Pull out the lines below, verbatim, from the line containing "butterfly head, giving" through the end of the records, including both ends.

Dataset records on where objects are located:
******
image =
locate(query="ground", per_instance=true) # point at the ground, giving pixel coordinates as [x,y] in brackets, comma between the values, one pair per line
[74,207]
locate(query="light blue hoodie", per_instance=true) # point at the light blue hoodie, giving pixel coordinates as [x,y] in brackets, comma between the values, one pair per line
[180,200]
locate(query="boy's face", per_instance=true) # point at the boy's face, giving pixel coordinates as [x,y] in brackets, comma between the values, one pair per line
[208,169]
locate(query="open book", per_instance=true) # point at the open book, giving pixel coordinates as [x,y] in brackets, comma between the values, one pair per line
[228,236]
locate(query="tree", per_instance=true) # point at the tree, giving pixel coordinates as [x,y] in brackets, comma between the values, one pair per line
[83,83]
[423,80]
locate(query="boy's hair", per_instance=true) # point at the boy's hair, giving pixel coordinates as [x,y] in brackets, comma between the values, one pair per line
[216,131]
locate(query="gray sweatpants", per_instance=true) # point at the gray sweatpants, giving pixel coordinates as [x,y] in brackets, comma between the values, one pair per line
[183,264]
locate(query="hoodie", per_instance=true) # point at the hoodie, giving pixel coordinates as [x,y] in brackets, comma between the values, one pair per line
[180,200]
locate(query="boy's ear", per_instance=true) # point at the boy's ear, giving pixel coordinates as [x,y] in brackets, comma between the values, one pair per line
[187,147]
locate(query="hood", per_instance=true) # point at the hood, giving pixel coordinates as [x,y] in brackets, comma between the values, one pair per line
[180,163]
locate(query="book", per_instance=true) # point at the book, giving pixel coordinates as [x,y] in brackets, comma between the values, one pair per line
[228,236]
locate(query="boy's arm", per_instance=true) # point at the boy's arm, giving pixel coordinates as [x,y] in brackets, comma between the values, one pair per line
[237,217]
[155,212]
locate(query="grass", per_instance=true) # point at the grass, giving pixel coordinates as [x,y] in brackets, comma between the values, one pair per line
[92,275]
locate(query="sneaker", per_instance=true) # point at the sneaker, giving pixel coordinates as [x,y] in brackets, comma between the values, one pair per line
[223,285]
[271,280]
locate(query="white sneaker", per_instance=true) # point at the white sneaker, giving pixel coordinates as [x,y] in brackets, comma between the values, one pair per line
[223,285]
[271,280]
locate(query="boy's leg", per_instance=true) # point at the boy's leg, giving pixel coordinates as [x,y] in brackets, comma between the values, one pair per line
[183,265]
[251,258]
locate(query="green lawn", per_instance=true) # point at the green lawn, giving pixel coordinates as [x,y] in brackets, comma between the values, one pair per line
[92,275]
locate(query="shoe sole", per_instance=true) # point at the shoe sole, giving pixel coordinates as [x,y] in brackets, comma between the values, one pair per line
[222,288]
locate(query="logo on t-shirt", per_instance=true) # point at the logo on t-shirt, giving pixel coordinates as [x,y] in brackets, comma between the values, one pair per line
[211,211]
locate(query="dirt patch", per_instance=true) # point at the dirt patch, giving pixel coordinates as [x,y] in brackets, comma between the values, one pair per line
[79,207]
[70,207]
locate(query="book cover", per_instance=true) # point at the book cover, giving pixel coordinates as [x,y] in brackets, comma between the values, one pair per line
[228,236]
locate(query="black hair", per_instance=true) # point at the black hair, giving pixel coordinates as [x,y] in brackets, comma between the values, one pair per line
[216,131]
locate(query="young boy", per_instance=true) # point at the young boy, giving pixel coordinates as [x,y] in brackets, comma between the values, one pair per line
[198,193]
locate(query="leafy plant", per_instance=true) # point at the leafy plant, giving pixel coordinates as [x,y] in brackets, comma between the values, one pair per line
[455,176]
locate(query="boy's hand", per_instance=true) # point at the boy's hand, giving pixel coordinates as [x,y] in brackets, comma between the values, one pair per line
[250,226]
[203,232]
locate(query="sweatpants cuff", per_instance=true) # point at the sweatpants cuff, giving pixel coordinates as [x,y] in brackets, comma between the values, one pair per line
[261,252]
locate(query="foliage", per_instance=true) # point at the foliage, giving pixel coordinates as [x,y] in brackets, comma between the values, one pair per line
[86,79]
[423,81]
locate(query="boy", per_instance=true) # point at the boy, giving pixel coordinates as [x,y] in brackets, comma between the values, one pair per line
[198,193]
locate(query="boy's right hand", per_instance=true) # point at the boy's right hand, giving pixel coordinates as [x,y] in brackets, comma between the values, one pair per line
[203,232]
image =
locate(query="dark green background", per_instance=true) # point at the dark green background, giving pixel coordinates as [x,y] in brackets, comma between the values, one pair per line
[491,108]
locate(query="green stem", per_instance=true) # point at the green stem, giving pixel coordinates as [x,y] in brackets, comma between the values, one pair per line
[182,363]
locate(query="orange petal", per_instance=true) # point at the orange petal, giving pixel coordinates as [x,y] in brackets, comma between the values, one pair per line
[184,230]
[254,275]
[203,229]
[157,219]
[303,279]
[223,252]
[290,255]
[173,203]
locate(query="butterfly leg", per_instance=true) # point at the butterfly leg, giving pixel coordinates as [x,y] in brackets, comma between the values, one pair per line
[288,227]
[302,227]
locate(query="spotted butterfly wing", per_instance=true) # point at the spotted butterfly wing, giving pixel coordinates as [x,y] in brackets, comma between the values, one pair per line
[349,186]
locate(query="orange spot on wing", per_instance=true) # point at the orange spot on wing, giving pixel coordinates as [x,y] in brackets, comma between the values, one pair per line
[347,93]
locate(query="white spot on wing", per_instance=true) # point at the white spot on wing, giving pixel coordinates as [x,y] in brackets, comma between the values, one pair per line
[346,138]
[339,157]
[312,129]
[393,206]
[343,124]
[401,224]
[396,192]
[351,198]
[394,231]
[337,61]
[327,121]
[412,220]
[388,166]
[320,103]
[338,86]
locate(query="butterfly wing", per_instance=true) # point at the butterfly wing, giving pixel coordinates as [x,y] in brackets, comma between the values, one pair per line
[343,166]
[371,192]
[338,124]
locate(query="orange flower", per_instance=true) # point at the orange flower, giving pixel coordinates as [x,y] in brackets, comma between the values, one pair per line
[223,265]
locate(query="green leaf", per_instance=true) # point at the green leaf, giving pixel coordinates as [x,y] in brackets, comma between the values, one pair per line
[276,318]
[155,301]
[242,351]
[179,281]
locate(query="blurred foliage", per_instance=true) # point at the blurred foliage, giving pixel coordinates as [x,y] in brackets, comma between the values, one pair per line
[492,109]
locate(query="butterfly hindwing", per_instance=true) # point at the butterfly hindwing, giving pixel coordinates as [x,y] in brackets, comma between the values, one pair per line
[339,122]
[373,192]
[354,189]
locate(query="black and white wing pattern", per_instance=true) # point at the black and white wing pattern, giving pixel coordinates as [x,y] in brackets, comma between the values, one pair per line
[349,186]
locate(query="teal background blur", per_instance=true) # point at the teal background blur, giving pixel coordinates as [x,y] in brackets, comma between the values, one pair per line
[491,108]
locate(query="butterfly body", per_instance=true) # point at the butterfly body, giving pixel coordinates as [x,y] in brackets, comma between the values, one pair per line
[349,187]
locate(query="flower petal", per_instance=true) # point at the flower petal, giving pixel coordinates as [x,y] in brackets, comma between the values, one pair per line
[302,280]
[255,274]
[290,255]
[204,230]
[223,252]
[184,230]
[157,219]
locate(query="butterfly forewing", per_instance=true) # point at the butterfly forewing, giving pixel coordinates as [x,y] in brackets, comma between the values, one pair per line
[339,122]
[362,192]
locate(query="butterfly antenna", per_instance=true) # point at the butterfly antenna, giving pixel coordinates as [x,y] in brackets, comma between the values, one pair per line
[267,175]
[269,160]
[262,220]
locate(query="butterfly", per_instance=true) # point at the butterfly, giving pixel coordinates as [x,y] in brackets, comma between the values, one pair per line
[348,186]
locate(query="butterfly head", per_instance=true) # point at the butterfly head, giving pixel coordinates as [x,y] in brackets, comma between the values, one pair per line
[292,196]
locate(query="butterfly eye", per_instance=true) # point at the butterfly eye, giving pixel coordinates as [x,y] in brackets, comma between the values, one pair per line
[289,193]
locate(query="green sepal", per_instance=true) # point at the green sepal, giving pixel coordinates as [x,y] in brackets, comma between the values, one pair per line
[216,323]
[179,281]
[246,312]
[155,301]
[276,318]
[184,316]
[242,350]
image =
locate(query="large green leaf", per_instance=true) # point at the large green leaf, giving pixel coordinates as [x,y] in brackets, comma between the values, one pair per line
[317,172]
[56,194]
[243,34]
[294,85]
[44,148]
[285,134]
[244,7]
******
FINISHED EXERCISE:
locate(query="butterfly head", per_instance=true) # point at the butterfly head, giving pixel coordinates as [x,y] in brackets, comma between the values, one pair per line
[292,196]
locate(query="butterfly eye", per_instance=true) # point at the butterfly eye, giving pixel coordinates as [x,y] in brackets, comma between the values, one pair per line
[289,193]
locate(query="green sepal", per_instance=true) # point at the green sepal, giving pixel coordinates as [x,y] in brackets, comma between the values, one pair per line
[216,323]
[179,281]
[246,312]
[155,301]
[276,318]
[184,316]
[242,350]
image =
locate(query="large green leaf", per_instance=true) # point at the large green leaf, giving pixel coordinates as [x,y] in brackets, comma between the values, one pair per line
[317,172]
[56,194]
[243,34]
[294,85]
[44,148]
[285,134]
[244,7]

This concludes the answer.